*Listed records*.
——
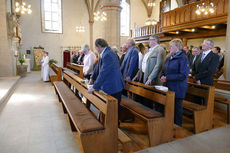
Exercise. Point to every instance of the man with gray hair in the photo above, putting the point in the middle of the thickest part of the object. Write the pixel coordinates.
(88, 61)
(152, 63)
(207, 65)
(129, 66)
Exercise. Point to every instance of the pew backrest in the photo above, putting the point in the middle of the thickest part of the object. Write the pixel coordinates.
(77, 68)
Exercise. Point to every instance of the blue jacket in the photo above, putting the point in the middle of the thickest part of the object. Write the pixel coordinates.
(109, 77)
(176, 70)
(129, 66)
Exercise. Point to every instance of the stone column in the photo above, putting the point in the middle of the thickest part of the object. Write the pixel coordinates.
(185, 41)
(6, 60)
(111, 27)
(227, 54)
(91, 21)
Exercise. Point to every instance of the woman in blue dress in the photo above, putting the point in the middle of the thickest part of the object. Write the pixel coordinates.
(174, 76)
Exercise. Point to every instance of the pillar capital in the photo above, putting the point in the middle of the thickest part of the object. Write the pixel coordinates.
(111, 27)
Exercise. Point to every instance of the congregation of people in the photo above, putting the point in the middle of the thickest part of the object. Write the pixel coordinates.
(151, 65)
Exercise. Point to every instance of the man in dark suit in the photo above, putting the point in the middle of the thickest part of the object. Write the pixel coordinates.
(207, 65)
(108, 77)
(195, 60)
(129, 66)
(124, 50)
(217, 51)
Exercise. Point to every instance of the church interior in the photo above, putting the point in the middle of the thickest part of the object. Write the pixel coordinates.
(52, 109)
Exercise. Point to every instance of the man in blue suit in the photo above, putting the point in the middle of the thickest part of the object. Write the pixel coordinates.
(129, 66)
(108, 77)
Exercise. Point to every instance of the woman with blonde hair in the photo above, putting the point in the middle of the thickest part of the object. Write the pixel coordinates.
——
*What you have to do*. Keep each line of the records exactly as it is while transcribing them, but leave the images behind.

*Answer to the exercise*.
Exercise. Point to every instance of the man with gray hair in the photo above, putting the point in the middle of the thickest part of the object. Write the pixel coordinates.
(88, 61)
(152, 63)
(207, 65)
(129, 66)
Exercise. Point to every instance of the pew backrest in the photo above, putting the point in the middle of the thickest part of the object. Write the pixel coordinates.
(77, 68)
Exercise. Point to every instance of the blue jacket in the photo above, putting the point in the middle of the thickest part of the object. Write the pixel coordinates.
(109, 77)
(176, 70)
(129, 66)
Exercise. Point to every instance of the stone column in the photo above, putting the point in the middle of the thickest part of the object. Write the pixel coordinates.
(185, 41)
(6, 60)
(111, 27)
(227, 54)
(91, 21)
Exercise. Point to every instance of the woman in blue dress in the photo above, putting the point in the middle of the thickest part of the object. Write the pixel coordinates.
(174, 76)
Exercise. Point to every instance of the pillar capital in the photo above, putting the point in the middle of the thickest part of the object. Write the pixel coordinates.
(111, 27)
Exercise. Point to every instance of the congregation of people in the photo above, putting the point in the middle of the thickest part of the object. Write the pixel coordinates.
(151, 65)
Exercise. Point to every instance of the man in dark suit in the photo above, putting the point in the middle of the thickest part of the object. Write the pixel coordinates.
(207, 65)
(108, 77)
(195, 60)
(129, 66)
(124, 50)
(217, 51)
Exercise. Point to every instance of the church interior in the photo above, putting the point in the middle of the thickest part of the object. Write the pixel coordinates.
(52, 109)
Exercise. Point to every instance of the man in blue suit in the photo above, putting the point in the middle of the thickest part of the object. Write the pixel coordinates.
(129, 66)
(108, 77)
Exercise. Point to every instance of the woman with blonde hair in the photo above, putting the point in the middle of the thickest part of the object. Write the pixel coordinates.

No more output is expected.